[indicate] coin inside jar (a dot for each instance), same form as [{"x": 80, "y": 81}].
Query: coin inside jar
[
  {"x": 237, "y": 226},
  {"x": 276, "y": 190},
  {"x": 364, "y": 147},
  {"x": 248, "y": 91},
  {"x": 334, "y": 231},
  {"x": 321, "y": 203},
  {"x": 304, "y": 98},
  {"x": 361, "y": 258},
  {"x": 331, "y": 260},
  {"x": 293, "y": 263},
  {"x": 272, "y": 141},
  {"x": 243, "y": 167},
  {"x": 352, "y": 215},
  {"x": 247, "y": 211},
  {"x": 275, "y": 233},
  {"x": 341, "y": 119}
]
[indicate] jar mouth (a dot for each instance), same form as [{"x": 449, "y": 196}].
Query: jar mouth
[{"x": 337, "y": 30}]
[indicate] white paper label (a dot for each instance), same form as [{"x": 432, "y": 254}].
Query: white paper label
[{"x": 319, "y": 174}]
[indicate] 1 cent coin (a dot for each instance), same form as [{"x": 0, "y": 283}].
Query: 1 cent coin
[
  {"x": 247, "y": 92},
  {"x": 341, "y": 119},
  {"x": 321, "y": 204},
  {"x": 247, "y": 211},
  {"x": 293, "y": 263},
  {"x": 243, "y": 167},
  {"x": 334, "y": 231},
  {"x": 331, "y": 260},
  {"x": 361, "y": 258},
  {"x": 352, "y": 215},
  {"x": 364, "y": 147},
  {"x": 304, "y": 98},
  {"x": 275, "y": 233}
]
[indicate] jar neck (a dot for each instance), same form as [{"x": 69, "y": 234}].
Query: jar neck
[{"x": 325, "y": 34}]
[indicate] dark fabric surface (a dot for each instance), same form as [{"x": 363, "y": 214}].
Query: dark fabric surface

####

• What to do
In the listing above, show every line with the word "indicate".

• Solution below
[indicate] coin inside jar (a dot for each instance), same form as [{"x": 80, "y": 81}].
[indicate] jar mouth (a dot for each instance), same form as [{"x": 449, "y": 196}].
[indicate] white paper label (a dot for each instance), same form as [{"x": 432, "y": 254}].
[indicate] 1 cent coin (a dot for each instance), same form as [{"x": 0, "y": 283}].
[indicate] jar neck (a dot for each instance), same form as [{"x": 69, "y": 234}].
[indicate] dark fabric surface (a dot for each instance), same form as [{"x": 363, "y": 214}].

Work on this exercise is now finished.